■ WHAT YOU NEED TO DO: Find each line below that includes "person", then copy it.

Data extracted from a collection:
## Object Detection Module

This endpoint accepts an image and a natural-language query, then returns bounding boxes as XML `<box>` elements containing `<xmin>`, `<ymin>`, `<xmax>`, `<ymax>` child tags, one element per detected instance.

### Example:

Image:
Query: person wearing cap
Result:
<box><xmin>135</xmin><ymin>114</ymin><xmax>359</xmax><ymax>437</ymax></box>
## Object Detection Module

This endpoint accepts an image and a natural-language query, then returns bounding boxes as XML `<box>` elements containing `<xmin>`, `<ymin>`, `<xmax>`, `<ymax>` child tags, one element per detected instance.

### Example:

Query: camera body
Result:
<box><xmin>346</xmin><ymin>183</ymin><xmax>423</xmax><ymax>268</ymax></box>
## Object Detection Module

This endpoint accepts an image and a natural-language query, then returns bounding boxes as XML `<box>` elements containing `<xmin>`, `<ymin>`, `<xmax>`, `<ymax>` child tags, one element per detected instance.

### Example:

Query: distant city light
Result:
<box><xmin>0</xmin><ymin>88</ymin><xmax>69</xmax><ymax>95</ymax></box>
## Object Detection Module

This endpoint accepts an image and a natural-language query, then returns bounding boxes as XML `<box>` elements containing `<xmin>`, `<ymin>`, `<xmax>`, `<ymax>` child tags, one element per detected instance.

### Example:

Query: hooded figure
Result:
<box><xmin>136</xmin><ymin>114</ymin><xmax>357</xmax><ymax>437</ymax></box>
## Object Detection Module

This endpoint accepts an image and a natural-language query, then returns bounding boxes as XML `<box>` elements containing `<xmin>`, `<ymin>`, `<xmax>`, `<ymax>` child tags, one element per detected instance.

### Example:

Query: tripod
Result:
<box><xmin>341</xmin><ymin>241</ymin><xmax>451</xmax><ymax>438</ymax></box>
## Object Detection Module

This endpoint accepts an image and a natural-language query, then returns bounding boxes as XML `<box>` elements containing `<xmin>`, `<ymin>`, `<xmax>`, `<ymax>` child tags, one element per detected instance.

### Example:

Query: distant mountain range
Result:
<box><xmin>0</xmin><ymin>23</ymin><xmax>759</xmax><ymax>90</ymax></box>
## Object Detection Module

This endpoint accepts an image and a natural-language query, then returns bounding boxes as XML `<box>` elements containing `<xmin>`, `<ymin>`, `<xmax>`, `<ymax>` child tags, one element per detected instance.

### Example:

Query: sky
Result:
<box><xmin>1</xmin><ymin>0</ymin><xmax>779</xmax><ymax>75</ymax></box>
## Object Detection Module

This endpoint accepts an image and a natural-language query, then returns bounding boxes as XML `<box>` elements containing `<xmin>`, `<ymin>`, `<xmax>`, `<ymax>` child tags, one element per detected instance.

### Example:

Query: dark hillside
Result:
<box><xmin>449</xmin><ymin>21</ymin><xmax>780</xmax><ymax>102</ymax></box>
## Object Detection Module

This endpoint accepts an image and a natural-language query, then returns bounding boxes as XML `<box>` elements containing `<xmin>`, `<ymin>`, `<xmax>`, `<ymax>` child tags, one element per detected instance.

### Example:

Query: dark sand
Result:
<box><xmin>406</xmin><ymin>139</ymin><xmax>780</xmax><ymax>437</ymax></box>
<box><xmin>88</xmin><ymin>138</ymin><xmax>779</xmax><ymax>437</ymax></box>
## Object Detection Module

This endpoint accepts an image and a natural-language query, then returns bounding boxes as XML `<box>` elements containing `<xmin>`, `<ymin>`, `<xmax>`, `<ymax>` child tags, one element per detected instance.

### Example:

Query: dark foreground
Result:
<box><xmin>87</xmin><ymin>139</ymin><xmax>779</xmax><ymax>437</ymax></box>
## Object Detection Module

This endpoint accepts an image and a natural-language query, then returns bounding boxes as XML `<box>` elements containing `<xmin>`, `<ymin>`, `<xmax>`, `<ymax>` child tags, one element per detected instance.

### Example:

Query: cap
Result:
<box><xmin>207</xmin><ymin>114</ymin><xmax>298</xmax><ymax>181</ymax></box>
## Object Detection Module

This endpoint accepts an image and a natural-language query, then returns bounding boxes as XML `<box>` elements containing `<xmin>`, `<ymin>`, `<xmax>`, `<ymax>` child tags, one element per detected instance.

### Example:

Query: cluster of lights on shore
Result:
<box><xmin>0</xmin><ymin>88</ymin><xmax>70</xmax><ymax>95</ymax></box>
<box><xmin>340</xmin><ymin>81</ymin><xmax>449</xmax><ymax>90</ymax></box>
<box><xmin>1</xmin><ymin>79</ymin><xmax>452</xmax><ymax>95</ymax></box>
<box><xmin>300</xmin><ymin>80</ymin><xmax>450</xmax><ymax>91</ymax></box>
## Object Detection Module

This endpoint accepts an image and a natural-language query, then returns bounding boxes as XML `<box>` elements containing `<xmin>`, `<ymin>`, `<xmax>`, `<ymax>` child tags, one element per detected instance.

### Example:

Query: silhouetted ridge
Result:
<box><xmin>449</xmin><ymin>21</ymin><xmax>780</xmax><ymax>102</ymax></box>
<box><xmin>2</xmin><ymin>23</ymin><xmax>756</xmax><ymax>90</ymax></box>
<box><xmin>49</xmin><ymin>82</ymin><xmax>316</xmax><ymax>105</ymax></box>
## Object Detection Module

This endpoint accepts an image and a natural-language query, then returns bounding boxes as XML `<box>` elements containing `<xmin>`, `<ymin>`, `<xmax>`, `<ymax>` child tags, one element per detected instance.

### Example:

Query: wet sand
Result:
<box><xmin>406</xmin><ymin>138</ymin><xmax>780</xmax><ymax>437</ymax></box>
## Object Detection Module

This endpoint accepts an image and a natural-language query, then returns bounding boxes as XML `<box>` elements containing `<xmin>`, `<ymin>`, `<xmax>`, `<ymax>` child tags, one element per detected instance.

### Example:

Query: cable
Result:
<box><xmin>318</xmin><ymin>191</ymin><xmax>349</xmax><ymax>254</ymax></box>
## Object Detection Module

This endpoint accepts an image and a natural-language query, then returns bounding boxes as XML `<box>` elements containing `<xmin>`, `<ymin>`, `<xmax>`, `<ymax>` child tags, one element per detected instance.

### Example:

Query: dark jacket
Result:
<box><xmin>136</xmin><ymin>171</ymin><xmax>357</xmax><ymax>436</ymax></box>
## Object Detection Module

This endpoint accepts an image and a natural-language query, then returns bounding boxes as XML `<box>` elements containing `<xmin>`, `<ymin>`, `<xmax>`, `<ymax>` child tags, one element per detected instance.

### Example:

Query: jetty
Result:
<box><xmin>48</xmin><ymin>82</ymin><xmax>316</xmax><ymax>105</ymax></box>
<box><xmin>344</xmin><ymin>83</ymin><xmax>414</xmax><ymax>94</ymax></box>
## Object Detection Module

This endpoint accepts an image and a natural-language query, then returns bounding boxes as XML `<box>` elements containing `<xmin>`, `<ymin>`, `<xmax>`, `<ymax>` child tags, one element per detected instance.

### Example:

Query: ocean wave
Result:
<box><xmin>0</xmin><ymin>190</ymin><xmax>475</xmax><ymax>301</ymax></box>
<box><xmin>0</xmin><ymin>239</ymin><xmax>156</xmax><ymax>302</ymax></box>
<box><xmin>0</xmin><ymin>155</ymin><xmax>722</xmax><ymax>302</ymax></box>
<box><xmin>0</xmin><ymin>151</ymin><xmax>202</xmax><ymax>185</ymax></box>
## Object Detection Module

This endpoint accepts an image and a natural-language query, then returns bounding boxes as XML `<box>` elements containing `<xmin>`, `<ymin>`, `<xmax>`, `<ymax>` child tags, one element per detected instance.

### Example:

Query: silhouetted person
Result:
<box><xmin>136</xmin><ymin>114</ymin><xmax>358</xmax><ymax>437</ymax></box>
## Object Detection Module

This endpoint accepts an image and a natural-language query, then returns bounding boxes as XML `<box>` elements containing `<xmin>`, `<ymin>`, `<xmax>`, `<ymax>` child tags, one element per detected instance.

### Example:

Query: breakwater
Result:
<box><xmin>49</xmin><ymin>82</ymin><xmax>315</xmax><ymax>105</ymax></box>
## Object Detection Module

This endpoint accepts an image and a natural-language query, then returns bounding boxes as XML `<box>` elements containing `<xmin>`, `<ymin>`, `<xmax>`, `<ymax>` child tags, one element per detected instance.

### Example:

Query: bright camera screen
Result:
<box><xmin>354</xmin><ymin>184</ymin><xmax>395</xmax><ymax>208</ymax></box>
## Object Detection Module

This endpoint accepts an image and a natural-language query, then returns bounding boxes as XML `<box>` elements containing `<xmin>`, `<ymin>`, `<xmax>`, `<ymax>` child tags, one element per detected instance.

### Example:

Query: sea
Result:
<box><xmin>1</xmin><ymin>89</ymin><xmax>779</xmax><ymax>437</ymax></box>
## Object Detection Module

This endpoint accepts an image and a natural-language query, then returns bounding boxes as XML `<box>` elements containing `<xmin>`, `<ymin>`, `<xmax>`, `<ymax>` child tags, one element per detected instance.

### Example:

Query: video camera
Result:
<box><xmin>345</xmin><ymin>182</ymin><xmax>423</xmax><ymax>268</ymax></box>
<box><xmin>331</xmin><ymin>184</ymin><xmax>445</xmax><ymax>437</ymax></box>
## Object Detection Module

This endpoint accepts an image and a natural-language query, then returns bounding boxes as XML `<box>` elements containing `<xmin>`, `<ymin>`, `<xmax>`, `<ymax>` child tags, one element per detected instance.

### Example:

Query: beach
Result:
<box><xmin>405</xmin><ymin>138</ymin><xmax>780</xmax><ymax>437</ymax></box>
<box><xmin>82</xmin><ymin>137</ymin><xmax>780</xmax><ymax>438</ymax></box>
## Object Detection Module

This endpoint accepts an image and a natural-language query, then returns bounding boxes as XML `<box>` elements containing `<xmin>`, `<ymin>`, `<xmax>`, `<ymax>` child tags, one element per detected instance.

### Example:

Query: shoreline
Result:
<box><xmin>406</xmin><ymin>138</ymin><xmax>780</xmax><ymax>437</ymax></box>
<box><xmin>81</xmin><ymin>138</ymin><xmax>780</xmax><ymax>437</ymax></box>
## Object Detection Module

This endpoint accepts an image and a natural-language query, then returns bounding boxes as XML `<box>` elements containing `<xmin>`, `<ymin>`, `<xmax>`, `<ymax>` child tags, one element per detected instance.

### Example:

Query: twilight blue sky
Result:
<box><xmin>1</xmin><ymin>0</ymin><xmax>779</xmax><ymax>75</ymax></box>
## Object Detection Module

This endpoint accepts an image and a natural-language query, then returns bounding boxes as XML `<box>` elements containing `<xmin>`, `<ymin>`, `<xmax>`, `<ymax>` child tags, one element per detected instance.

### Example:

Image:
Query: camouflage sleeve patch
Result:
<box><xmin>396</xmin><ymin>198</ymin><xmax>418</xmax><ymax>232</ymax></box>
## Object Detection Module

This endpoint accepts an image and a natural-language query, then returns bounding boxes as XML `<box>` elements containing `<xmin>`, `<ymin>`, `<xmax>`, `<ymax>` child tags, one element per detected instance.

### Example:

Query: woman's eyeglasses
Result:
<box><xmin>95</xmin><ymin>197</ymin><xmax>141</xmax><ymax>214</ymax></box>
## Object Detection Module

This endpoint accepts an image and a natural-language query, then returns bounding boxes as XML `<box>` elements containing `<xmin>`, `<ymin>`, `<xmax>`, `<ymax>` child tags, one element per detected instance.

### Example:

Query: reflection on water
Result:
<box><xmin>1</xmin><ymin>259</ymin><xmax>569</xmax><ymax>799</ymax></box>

■ WRITTEN ANSWER:
Query: person wearing cap
Query: silhouetted person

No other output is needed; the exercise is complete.